** Instructions to follow **
Return the lines below exactly as they are, everything from the line containing "Could you kindly segment every instance of the black futsal" down to the line containing "665], [447, 654]]]", with both of those lines included.

** Dataset excerpts **
##############################
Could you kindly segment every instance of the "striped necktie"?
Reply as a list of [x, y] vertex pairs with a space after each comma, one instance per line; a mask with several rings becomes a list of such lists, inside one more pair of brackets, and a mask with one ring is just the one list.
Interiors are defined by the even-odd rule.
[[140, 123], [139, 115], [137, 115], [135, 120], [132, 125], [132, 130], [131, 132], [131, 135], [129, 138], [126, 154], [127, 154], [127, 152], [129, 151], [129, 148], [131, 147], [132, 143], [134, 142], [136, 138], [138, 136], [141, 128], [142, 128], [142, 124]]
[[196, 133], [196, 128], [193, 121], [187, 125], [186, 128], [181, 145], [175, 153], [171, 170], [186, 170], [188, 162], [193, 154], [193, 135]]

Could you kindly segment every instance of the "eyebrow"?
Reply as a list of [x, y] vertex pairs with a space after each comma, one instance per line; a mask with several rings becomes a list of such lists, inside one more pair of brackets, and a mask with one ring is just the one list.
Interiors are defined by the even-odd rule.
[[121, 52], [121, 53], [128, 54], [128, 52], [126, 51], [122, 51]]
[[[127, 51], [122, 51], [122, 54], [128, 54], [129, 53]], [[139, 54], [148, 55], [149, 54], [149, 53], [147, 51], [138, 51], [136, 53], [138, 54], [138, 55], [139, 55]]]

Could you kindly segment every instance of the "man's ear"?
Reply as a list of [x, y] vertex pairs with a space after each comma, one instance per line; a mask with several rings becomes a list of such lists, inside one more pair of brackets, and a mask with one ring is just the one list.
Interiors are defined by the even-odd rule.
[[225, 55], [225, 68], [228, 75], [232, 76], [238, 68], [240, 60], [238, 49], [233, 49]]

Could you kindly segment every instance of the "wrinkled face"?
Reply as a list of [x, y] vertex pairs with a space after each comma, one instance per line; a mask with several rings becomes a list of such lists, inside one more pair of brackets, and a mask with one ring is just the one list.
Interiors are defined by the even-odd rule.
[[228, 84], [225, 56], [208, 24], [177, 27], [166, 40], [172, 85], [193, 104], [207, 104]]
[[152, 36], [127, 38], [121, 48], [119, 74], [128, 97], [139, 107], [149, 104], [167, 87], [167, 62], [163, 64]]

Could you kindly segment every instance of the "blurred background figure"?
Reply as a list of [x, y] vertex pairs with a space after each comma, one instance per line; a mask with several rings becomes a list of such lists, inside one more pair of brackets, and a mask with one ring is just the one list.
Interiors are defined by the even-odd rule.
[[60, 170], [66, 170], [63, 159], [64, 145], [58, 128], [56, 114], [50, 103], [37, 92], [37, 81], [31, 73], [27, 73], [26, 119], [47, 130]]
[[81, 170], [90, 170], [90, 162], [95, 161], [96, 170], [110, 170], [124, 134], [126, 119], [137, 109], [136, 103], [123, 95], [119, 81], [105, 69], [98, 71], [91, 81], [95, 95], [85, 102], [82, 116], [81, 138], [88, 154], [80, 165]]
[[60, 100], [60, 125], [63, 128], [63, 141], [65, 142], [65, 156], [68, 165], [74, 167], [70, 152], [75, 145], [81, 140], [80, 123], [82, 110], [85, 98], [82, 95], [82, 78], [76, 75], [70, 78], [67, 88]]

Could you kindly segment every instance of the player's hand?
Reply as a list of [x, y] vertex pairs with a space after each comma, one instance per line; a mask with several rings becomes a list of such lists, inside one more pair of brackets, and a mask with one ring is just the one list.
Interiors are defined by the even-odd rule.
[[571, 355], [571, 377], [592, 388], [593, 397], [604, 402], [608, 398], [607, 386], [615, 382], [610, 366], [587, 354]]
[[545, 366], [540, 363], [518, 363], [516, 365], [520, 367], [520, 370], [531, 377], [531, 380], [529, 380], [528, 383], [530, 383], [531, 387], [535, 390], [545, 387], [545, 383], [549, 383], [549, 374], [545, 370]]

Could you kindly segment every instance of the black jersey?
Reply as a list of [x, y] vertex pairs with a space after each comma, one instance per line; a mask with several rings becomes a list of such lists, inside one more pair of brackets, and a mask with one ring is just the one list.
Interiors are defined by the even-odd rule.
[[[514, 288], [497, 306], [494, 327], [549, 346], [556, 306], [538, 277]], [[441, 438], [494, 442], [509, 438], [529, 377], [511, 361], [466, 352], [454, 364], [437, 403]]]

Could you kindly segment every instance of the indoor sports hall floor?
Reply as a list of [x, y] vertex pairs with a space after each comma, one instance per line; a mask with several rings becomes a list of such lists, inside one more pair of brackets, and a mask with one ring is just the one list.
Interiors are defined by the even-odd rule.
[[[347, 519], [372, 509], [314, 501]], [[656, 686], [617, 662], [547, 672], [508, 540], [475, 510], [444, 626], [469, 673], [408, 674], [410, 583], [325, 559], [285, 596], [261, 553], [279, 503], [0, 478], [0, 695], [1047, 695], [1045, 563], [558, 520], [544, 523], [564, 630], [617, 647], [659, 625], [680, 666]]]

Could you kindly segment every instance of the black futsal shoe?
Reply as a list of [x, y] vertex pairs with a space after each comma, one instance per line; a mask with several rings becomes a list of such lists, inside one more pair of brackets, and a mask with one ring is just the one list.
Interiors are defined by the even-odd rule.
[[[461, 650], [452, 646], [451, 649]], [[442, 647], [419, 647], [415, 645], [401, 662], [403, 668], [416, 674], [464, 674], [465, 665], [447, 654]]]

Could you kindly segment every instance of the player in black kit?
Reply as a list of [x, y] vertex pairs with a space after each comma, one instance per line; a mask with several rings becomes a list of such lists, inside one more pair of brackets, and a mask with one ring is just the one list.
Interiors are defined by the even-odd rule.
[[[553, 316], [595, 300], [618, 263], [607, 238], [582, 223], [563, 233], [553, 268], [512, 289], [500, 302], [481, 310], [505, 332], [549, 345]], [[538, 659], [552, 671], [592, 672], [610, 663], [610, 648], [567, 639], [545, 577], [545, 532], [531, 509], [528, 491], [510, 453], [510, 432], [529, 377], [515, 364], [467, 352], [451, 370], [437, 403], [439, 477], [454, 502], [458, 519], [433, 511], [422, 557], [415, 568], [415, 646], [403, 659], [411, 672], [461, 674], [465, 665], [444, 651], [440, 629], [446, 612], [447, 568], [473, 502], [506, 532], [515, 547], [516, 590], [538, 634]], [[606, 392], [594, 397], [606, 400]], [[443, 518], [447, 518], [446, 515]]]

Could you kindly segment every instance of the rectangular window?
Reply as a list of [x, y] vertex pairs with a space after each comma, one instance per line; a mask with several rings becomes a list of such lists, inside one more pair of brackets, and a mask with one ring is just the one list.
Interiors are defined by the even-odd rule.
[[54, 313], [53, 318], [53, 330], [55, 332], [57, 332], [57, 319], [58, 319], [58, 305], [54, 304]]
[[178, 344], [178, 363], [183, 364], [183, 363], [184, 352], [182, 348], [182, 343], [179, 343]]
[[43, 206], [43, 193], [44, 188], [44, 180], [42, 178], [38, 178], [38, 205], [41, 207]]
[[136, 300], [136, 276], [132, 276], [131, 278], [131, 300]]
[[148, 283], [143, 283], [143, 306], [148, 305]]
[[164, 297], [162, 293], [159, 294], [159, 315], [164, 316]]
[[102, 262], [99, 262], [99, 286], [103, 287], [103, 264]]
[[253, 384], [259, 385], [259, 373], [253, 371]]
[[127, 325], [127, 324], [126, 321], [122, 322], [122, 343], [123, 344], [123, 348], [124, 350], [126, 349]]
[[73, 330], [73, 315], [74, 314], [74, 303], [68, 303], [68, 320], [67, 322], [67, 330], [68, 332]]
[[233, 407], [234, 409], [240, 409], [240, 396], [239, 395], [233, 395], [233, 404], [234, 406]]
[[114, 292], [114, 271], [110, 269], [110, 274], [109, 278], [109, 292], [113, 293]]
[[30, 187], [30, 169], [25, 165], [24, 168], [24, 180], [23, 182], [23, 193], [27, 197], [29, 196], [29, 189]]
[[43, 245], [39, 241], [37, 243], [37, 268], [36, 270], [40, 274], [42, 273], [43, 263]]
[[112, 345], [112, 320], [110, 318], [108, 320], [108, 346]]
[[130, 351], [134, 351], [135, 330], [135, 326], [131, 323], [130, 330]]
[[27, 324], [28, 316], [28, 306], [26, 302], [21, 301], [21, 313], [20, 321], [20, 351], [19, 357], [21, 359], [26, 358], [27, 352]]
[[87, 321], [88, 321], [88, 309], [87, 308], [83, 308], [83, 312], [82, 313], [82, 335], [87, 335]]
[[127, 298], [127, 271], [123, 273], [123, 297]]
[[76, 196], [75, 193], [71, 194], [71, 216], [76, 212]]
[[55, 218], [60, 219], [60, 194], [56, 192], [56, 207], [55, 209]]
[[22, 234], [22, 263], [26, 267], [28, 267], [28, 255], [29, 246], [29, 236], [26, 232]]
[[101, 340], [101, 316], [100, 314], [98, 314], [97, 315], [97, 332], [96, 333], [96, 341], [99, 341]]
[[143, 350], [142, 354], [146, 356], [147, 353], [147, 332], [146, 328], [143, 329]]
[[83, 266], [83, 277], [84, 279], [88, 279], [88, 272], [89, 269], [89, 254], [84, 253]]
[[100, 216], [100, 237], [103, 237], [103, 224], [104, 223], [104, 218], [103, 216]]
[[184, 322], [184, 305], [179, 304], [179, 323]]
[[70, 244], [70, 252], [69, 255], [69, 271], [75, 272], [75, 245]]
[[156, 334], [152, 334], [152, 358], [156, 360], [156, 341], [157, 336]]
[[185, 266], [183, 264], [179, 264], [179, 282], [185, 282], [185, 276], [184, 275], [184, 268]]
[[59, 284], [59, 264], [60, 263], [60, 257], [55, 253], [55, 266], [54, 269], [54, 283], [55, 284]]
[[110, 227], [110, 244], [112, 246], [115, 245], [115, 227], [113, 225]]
##############################
** Full solution **
Could you kindly segment every instance of the black futsal shoe?
Reply as a list of [x, y] vertex pairs with a space after each comma, one instance per line; a mask with several rings becomes a list of such lists, inside one more pair of brackets, and a mask with one ring is just the one list.
Interiors are defined by the even-odd rule.
[[[461, 650], [452, 646], [451, 649]], [[442, 647], [419, 647], [415, 645], [401, 662], [403, 668], [416, 674], [464, 674], [465, 665], [447, 654]]]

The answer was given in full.